BEGIN GIVEN DATA

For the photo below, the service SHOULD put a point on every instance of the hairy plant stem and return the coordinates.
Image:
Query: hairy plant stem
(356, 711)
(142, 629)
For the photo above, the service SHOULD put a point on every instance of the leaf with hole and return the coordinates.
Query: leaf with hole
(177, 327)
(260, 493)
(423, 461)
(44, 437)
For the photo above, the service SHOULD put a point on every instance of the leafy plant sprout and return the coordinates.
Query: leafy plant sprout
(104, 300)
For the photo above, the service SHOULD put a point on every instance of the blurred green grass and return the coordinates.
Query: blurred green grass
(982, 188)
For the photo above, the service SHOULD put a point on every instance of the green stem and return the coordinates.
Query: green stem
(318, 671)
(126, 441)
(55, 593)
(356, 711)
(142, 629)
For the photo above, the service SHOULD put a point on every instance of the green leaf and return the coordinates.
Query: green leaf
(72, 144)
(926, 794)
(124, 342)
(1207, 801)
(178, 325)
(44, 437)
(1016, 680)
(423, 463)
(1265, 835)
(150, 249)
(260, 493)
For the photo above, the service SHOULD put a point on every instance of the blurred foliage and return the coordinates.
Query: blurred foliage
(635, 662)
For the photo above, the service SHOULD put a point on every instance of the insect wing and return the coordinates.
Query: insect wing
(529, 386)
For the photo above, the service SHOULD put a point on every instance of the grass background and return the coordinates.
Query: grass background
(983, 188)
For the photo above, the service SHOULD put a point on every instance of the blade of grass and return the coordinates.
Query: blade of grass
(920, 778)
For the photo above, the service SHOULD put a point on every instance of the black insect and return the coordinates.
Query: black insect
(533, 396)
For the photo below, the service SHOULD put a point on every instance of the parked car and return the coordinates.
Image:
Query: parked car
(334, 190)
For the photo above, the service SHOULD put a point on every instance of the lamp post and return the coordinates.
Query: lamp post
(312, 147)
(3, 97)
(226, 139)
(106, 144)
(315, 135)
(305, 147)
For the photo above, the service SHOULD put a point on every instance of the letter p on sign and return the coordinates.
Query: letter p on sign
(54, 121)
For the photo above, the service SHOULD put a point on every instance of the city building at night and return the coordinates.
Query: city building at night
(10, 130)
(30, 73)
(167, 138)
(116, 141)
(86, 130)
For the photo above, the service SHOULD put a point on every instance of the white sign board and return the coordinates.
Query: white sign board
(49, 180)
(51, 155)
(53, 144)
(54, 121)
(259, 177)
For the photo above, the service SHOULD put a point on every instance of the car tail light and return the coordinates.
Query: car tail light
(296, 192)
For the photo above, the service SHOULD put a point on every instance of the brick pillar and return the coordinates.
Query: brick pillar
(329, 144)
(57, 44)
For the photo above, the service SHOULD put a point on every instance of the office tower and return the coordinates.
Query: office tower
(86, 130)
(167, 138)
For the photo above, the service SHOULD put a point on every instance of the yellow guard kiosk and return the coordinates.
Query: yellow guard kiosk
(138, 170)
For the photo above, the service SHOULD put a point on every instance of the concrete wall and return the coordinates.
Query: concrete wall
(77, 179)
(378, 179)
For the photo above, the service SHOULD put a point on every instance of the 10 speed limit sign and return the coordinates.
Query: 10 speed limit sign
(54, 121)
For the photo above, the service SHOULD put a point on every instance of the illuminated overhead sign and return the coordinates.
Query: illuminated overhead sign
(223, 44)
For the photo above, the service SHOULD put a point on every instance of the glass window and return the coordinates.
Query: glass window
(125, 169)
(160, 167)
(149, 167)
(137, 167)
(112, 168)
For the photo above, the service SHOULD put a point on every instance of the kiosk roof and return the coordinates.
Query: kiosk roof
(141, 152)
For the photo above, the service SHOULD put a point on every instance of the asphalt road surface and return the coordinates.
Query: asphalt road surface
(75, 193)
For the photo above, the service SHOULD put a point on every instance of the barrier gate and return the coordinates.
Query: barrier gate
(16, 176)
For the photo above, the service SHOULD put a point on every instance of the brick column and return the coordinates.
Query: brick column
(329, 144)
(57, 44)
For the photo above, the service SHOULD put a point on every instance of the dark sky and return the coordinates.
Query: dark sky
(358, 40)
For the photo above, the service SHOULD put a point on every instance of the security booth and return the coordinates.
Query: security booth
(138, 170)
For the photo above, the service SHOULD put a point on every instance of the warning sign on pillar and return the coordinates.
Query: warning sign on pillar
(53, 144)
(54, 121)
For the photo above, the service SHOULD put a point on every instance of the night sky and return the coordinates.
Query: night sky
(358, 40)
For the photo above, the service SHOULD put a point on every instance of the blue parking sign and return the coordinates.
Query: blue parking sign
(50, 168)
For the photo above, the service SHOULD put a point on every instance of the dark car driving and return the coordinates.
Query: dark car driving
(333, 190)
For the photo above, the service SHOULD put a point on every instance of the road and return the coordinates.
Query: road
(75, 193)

END GIVEN DATA

# YOUR OBJECTIVE:
Search the entries for the word "below", then list each line that holds it.

# ANSWER AREA:
For the photo below, the service SHOULD put a point on every instance of the hairy plant stem and return the coordinates.
For the photo below, the service SHOULD put a point on every instance of the parked car and return the coordinates.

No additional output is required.